Pointing records:
___

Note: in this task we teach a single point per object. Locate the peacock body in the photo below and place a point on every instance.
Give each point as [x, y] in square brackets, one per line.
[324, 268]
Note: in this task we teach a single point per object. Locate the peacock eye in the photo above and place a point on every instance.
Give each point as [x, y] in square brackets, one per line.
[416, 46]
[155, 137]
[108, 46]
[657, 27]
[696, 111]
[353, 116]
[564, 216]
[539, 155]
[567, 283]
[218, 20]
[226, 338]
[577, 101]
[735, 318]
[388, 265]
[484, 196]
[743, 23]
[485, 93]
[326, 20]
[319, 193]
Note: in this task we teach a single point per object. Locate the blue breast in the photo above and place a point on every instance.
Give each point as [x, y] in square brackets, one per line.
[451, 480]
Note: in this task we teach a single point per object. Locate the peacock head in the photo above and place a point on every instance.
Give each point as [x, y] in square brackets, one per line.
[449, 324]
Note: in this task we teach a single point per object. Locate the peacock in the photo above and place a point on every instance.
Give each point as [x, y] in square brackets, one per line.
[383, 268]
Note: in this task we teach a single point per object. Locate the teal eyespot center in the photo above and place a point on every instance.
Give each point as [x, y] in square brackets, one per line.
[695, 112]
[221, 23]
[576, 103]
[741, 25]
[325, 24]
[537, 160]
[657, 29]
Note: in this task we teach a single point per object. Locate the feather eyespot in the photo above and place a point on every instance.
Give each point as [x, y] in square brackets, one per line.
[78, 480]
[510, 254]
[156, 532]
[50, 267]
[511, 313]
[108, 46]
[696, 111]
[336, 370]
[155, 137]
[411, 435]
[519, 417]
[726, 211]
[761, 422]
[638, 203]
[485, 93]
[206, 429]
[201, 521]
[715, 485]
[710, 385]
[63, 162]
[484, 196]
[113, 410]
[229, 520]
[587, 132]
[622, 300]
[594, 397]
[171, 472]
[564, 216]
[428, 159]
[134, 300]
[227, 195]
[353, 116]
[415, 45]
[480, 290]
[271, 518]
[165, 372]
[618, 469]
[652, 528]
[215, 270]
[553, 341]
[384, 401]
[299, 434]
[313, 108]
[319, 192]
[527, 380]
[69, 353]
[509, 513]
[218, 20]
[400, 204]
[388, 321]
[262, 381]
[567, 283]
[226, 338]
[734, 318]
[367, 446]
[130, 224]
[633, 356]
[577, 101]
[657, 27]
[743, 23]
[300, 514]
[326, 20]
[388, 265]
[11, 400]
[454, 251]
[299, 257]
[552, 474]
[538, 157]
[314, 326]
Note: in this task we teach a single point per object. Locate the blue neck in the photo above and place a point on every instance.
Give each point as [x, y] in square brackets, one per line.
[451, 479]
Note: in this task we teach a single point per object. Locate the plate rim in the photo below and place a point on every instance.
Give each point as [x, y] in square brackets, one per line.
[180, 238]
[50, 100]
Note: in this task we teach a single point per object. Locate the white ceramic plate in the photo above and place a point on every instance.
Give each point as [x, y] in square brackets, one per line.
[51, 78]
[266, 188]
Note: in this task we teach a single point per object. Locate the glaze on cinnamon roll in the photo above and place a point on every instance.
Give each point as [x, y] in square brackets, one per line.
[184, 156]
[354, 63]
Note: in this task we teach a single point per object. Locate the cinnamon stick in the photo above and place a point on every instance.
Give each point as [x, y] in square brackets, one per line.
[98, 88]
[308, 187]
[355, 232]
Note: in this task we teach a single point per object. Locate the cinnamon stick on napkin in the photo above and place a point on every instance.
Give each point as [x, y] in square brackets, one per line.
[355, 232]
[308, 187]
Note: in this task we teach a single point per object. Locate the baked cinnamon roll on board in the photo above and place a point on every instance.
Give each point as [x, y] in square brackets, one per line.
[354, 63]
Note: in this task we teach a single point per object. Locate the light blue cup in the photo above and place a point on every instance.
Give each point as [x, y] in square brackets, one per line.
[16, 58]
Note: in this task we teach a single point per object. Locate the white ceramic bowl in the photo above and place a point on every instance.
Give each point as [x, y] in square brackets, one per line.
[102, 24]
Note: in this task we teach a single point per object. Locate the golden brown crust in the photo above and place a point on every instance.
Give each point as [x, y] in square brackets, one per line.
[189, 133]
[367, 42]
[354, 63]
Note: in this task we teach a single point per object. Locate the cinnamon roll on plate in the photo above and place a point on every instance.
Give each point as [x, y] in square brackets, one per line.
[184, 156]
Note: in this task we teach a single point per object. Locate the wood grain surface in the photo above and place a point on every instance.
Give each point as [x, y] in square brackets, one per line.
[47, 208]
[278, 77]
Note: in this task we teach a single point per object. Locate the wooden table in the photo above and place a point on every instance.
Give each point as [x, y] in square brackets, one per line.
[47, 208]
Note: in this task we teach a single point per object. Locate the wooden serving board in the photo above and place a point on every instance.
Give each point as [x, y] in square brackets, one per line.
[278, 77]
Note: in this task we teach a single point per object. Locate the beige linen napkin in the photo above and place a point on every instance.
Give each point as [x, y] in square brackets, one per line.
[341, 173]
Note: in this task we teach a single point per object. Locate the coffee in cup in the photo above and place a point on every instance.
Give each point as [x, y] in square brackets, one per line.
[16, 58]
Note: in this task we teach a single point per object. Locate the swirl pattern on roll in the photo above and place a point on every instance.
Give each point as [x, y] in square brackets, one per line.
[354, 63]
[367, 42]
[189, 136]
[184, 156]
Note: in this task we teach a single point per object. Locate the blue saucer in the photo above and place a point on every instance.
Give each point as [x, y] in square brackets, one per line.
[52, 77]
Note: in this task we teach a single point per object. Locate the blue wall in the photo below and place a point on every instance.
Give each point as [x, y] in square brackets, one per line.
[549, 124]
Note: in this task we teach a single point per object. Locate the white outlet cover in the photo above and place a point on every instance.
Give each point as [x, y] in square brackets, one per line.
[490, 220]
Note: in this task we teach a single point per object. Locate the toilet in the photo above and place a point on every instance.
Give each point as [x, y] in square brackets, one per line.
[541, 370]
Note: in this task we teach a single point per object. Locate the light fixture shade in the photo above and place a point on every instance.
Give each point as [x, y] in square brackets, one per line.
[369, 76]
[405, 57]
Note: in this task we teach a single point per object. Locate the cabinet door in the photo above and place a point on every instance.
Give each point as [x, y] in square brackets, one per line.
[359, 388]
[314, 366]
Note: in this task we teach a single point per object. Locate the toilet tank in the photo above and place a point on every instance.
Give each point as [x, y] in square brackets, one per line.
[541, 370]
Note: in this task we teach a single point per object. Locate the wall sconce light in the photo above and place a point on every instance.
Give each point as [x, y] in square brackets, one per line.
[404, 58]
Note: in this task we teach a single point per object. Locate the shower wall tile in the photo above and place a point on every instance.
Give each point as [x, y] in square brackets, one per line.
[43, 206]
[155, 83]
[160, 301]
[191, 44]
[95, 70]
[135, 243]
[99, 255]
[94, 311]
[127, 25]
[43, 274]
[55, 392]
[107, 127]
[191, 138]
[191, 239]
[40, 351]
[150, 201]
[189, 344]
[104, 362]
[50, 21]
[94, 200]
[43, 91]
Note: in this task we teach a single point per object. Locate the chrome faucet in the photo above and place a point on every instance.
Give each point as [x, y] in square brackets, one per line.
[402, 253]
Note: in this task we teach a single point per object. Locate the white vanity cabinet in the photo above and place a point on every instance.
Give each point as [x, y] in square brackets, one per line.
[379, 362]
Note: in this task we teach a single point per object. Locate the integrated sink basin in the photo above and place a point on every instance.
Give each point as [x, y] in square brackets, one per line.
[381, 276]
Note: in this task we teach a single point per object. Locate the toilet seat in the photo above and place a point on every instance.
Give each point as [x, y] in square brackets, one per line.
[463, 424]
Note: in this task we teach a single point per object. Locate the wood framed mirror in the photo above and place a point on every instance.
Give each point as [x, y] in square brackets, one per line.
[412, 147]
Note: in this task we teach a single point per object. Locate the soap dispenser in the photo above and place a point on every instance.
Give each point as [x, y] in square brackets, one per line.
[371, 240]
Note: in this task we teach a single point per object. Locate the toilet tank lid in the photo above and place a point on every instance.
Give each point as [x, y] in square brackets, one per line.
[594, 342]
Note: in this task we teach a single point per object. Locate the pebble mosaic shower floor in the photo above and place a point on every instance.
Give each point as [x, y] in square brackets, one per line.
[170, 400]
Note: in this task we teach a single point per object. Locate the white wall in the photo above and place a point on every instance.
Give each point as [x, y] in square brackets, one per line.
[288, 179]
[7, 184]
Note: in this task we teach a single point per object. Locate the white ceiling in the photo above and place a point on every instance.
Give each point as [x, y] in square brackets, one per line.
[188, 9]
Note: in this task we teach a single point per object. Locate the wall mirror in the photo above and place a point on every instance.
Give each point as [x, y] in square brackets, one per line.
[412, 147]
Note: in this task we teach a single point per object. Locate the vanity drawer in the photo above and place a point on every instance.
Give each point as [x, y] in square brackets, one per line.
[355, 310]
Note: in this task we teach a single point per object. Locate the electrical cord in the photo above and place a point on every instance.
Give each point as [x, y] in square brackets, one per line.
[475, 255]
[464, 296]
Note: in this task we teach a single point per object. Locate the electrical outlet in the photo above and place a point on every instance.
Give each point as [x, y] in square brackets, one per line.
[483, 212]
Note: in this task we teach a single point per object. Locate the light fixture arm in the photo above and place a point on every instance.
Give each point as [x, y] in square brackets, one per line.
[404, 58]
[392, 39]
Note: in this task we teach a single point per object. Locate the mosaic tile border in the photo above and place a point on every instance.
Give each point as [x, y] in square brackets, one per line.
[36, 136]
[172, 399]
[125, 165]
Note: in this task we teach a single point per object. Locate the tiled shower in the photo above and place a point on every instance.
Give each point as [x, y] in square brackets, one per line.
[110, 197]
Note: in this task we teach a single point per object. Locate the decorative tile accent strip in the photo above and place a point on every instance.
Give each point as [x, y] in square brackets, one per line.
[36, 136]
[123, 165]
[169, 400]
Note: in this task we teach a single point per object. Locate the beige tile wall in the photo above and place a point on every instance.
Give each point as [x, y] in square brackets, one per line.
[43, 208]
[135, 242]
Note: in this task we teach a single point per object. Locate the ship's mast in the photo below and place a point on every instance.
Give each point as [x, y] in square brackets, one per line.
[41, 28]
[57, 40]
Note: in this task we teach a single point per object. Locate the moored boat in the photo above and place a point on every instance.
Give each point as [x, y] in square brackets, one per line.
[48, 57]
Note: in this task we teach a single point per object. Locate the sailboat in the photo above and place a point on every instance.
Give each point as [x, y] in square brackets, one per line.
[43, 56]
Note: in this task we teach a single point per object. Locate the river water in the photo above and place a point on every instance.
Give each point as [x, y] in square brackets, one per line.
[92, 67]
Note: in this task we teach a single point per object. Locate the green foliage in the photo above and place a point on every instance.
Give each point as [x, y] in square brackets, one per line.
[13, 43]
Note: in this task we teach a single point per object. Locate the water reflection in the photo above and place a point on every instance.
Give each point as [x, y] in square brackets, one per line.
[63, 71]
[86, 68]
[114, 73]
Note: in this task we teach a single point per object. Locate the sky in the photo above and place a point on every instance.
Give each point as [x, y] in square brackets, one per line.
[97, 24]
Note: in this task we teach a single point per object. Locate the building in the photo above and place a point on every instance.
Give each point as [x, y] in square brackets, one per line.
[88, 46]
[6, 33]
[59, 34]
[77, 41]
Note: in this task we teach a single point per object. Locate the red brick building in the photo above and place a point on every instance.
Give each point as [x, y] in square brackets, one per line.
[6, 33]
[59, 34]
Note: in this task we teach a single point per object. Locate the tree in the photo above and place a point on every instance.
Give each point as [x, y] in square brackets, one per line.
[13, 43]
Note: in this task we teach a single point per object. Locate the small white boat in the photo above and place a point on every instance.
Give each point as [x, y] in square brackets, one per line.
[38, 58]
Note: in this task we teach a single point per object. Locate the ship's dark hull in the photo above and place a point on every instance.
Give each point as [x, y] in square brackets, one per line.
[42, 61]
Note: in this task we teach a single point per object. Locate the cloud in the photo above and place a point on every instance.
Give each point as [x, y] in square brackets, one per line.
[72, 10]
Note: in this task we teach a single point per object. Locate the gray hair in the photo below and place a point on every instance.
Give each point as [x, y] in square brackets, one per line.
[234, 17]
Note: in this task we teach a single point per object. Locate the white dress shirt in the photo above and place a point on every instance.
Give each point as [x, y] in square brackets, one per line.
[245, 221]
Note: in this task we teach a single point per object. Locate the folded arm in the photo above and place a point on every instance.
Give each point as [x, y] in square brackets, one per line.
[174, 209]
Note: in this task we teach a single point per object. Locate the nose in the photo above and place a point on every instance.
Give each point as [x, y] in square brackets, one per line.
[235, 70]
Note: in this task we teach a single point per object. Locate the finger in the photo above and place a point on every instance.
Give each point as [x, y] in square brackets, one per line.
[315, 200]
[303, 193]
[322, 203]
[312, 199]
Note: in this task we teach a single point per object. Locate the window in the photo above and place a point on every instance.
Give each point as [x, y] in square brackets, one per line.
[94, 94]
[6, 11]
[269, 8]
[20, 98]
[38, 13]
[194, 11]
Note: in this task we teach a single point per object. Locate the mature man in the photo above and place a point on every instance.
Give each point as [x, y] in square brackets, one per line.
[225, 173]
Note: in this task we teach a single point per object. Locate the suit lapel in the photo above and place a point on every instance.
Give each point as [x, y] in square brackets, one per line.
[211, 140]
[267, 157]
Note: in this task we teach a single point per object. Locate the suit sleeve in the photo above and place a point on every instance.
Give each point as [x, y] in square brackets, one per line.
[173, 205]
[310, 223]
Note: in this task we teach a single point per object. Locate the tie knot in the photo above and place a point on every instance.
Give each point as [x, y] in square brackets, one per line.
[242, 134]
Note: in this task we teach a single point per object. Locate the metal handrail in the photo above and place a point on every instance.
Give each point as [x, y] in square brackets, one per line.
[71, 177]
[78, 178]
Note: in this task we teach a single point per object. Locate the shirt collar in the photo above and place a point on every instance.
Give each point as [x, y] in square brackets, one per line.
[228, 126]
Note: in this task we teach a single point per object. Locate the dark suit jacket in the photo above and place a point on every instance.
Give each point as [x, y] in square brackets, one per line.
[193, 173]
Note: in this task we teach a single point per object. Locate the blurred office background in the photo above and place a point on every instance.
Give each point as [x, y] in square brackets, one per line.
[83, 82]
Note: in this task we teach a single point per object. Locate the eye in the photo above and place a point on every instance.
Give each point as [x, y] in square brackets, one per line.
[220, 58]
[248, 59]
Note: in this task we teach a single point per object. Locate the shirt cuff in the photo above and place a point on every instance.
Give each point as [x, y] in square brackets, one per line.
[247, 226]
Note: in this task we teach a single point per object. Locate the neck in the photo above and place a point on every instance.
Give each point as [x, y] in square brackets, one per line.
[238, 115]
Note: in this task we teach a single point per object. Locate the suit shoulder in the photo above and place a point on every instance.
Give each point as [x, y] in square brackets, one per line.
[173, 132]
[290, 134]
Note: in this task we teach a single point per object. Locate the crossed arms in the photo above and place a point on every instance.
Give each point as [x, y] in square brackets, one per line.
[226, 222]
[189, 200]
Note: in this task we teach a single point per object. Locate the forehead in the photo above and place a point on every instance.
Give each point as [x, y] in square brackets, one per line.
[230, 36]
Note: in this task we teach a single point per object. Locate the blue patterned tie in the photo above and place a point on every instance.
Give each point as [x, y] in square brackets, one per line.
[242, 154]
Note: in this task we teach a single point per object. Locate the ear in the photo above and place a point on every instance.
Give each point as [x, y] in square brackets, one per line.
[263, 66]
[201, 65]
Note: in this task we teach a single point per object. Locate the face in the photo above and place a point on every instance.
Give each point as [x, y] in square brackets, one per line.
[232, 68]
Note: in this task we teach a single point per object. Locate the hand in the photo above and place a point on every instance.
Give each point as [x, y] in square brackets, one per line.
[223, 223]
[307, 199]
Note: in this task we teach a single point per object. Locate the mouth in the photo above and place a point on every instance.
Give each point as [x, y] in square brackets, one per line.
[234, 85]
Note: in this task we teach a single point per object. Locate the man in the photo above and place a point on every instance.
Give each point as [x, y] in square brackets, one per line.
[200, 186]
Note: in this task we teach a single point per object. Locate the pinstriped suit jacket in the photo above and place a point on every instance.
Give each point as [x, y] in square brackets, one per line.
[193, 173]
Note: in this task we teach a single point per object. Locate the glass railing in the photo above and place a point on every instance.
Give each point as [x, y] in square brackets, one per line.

___

#### Stated task:
Write out exactly the lines starting with the one that holds "the blue patterned" and running through the last line above.

#### The reply:
Note: in this task we teach a single point per object. Locate the blue patterned tie in the photo above and place a point on every instance.
Give each point as [x, y] in square brackets, one per line.
[242, 154]
Note: in this task we teach a single point per object. Locate the ear in the photo above and place a point on every instance.
Give each point as [x, y] in square brackets, one per line.
[263, 66]
[201, 65]
Note: in this task we teach a single point per object. Locate the face in the photo above and place a point on every instance.
Give each point as [x, y] in square brackets, one per line.
[232, 68]
Note: in this task we teach a single point per object. Locate the hand in the photo above and place a point on every instance.
Give each point as [x, y] in square brackets, one per line.
[223, 223]
[307, 199]
Note: in this task we teach a single point per object. Locate the mouth in the photo above and place a point on every instance.
Give each point as [x, y] in square brackets, one per line.
[234, 85]
Note: in this task we teach a single point per object. Locate the man in the photo above and place a point on every instance.
Give each point as [x, y] in square brackets, one per line.
[200, 186]
Note: in this task we teach a single point per object. Locate the pinstriped suit jacket in the photo above and place a point on every instance.
Give each point as [x, y] in square brackets, one per line.
[193, 173]
Note: in this task we teach a single point per object. Locate the glass railing in the photo above and place a point on every instance.
Give each point as [x, y] in square brackets, one per line.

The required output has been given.